Reproduce all of the data below word for word, leaving out the pictures.

# START OF Source data

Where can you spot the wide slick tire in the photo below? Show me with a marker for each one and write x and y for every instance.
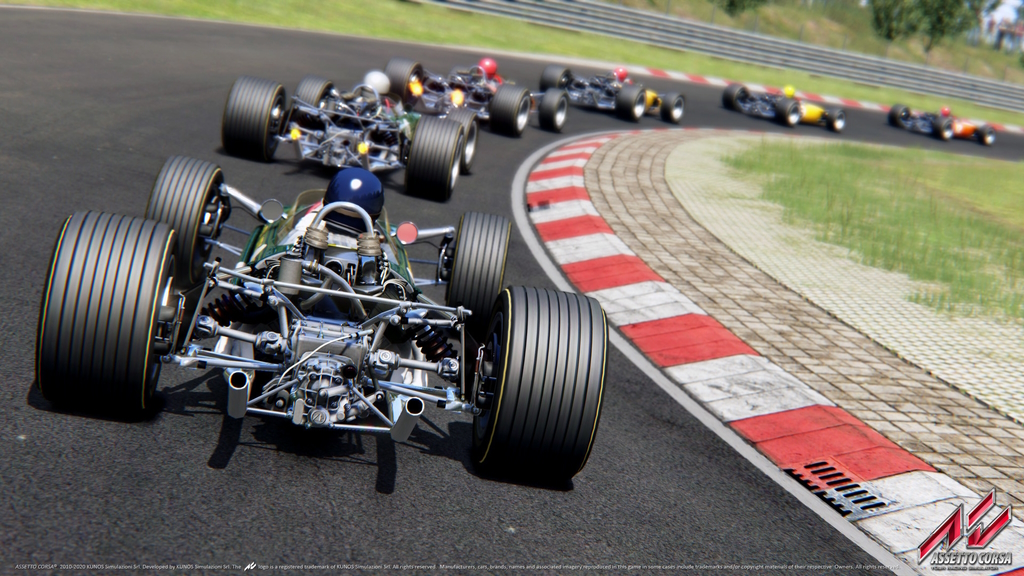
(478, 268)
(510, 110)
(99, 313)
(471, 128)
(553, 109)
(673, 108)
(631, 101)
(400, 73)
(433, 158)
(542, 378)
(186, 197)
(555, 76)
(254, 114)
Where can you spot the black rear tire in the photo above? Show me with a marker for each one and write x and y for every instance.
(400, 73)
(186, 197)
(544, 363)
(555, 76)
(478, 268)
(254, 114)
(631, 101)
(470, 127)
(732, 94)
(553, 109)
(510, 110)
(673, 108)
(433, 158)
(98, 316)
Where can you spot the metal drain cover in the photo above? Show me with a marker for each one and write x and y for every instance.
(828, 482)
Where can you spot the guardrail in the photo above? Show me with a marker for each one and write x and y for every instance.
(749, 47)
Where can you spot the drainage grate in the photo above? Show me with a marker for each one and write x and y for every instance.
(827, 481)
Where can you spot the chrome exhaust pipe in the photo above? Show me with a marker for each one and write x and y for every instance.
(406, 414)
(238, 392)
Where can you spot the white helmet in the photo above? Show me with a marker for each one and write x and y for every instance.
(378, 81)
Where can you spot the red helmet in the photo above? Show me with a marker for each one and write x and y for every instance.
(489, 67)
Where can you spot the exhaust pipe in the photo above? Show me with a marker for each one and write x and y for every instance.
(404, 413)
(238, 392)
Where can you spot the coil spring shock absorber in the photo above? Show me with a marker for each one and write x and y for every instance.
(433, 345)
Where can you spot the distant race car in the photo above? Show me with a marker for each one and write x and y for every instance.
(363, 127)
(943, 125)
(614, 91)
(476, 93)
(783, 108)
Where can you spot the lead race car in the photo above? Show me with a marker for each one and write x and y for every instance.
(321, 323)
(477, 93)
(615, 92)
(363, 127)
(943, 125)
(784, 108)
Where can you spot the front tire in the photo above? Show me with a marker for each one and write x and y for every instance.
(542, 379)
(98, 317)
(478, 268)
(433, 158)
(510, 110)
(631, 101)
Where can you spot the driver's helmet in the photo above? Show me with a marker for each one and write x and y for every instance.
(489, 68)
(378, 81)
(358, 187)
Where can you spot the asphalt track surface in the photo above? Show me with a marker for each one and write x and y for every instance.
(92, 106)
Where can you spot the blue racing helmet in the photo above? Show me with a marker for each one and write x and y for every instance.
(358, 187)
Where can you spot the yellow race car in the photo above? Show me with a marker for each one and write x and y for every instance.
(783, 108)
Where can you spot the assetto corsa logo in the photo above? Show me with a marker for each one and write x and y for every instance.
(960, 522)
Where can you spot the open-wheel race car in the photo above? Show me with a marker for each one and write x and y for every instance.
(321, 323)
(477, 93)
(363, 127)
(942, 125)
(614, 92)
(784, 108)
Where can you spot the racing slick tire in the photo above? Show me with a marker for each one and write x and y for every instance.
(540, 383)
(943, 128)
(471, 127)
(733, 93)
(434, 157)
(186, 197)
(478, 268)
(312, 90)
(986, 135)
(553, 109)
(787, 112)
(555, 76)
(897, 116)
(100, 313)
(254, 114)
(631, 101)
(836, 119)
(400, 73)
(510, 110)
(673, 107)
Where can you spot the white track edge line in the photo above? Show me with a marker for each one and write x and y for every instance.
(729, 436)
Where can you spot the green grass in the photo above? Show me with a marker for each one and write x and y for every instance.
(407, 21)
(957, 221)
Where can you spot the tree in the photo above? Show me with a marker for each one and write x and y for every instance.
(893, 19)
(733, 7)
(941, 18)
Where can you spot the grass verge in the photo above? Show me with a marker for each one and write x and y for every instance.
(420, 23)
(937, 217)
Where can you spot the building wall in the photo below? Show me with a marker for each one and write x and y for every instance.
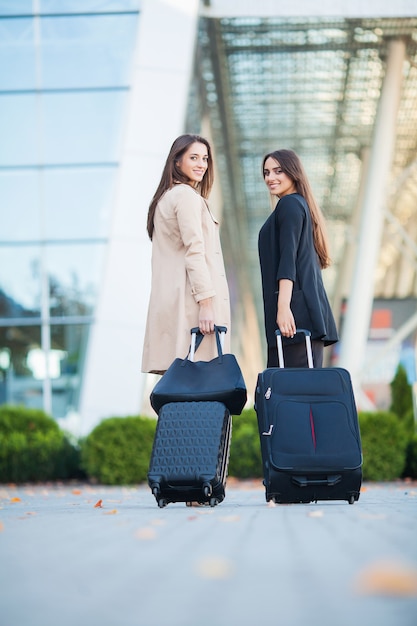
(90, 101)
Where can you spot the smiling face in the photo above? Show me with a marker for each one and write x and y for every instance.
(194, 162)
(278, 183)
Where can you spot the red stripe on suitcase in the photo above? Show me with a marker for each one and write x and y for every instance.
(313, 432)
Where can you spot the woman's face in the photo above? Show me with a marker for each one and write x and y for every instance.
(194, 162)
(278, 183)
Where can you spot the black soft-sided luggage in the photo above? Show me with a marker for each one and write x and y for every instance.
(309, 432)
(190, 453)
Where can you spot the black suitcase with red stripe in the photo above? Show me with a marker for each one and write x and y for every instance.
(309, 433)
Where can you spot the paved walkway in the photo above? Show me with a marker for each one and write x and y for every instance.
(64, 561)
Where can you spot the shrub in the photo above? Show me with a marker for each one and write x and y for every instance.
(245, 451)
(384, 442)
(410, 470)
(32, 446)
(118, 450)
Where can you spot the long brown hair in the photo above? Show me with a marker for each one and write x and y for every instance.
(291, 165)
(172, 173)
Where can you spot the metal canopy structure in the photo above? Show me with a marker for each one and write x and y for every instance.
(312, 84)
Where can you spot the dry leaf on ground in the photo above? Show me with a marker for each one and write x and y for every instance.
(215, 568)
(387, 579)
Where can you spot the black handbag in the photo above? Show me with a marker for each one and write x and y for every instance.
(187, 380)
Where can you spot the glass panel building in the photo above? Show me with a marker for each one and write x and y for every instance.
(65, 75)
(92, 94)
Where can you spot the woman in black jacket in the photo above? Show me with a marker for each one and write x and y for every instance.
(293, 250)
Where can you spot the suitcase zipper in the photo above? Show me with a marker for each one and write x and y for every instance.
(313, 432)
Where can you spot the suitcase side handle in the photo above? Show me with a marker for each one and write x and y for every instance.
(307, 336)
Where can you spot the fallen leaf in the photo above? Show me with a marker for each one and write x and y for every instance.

# END OF Source data

Output for this exercise »
Where can you spot the wide slick tire in the photo below? Show me with a marker for each one and write x and y for every instance.
(478, 268)
(510, 110)
(99, 313)
(471, 128)
(553, 109)
(673, 108)
(631, 101)
(400, 73)
(433, 158)
(542, 378)
(186, 197)
(555, 76)
(254, 114)
Where can you spot the black rear tire in the photo above? Show me with a marker for each one and write x and y for every instance.
(400, 73)
(186, 197)
(544, 363)
(555, 76)
(478, 268)
(254, 114)
(631, 101)
(470, 127)
(732, 94)
(553, 109)
(510, 110)
(673, 108)
(433, 158)
(98, 316)
Where can you spot the metal drain cover in the photo above? Show me with a marker for each one and write x and y for every instance.
(828, 482)
Where can you spot the guardrail in the photo above? Show me with a marker for each one and write x and y for every instance.
(749, 47)
Where can you spot the drainage grate in the photo above? Show me with a marker for each one and write x and y for every instance.
(827, 481)
Where can you spot the chrome exhaust pipe in the photo above? Show me with a marker for each one and write x and y for every instance.
(406, 414)
(238, 392)
Where can you spot the white helmet in the photo above? Show me with a marker for each one and write x and y for every instance.
(378, 81)
Where can you spot the red helmet in the photo above? Show me with a marker for each one and write x and y for every instance.
(489, 67)
Where can you spot the exhaust pipe in the photo above? Show me with a marker for each one and write x and y for every instance.
(404, 413)
(238, 392)
Where can you spot the coil spring shock absorber in the photo above? Show me with a marker for each one and write x and y for every instance.
(433, 345)
Where can you spot the distant race car in the photo above? Show me with a marker for each one and write x and y for every instance.
(363, 127)
(943, 125)
(614, 91)
(476, 93)
(783, 108)
Where can you spot the lead race car in the photo above? Show me with a marker for each one and write x and y for every instance.
(321, 323)
(477, 93)
(615, 92)
(363, 127)
(943, 125)
(784, 108)
Where can you spot the front tire in the photo above? Show me with a marker for each one and write x and y for every instance.
(542, 379)
(98, 317)
(478, 268)
(433, 158)
(510, 110)
(631, 101)
Where can you spot the driver's helmet in the photo above? Show me with a marker for each one and write x and y for every instance.
(489, 68)
(378, 81)
(358, 187)
Where can you spot the asphalt track surface in the photo above? Show me with a marker for each one and write x and y for every instance.
(92, 106)
Where can you spot the blue racing helmet in the photo above? Show me with a marker for each one and write x and y for every instance.
(358, 187)
Where can you spot the yellow race car in the photo above? Show me with a marker for each one and write x and y for every instance.
(783, 108)
Where can you spot the assetto corsa logo in the photo above? Show me with a marker for each one and write x and y for every instance.
(960, 522)
Where can you spot the open-wheel race car in the photo above? Show me with a marker for each one and write x and y for every instance.
(321, 323)
(477, 93)
(363, 127)
(942, 125)
(614, 92)
(784, 108)
Where can you spot the racing slick tire in the photo above? Show me with a marker for each one and write x and y for every instance.
(540, 383)
(943, 128)
(471, 127)
(733, 93)
(434, 157)
(186, 197)
(478, 268)
(312, 90)
(986, 135)
(553, 109)
(787, 112)
(555, 76)
(897, 116)
(100, 313)
(254, 114)
(631, 101)
(836, 119)
(400, 73)
(510, 110)
(673, 107)
Where can you spot the white track edge line in the photo above? Show me with a marker for each one and write x and y for every instance.
(729, 436)
Where can you spot the green grass in the photo above? Show me with a marker for each one and write x and y for every instance.
(407, 21)
(957, 221)
Where can you spot the tree in the photo above? Show me with a marker for each one and write x and y for every instance.
(893, 19)
(733, 7)
(941, 18)
Where can you spot the grass verge in the photo above? Show me with a marker for each one and write x and y for every instance.
(420, 23)
(937, 217)
Where can you spot the building wall in the photo below? Show me with a marker for each one and write x and y for every instance.
(90, 101)
Where can you spot the smiling face in the photo above? Show me with a marker for each one and write x and y for every instance.
(194, 162)
(278, 183)
Where can you spot the red stripe on suitcase in the photo above? Show me with a marker for each one and write x and y for every instance.
(313, 432)
Where can you spot the woman's face in the photo above? Show me with a marker for each one and write x and y for every instance.
(194, 162)
(278, 183)
Where can you spot the black soft-sided luggage in the photo above? Show me with a marker for each one and write x and y for every instance.
(309, 432)
(190, 453)
Where can you spot the black suitcase with red stripe in the photo above? Show me with a marker for each one and write x and y for every instance.
(309, 433)
Where can you spot the paved walkway in the photo above? Show me with a marker for each one and write x and y for every instance.
(64, 561)
Where can you spot the shrub in the photo above? Show me with a marker for each one and write x and y for every instance.
(245, 451)
(384, 442)
(410, 470)
(32, 446)
(118, 450)
Where can you spot the long brown hair in the photo above? Show me with a marker for each one and write x and y for every instance.
(291, 165)
(172, 173)
Where can you spot the metal canopy structure in the photo above? Show me with a marker for each one and write x and y for every instance.
(312, 84)
Where can you spot the dry leaf on ground in the photo above? Show me with a marker for each one and write x and y for every instance.
(215, 568)
(387, 579)
Where can you spot the black handbag in the photo above? Show me with a marker for each one and write x and y for every instance.
(187, 380)
Where can you spot the glass panel building in the photo above? Show me with a marker for each one and write x and y for every instance.
(65, 75)
(92, 94)
Where can you spot the woman in black jacket in the photo above? Show me with a marker for each one and write x and y for every instance.
(293, 250)
Where can you spot the suitcase zipper in the photo above? Show me with a marker for each one and write x and y for every instance.
(313, 432)
Where can you spot the suitcase side handle in the photo above? Show me with a marker for each one and write x and y for every instance.
(307, 336)
Where can you spot the fallen leaf in the photo above? Show me with a marker for each one and write x and y for every instance.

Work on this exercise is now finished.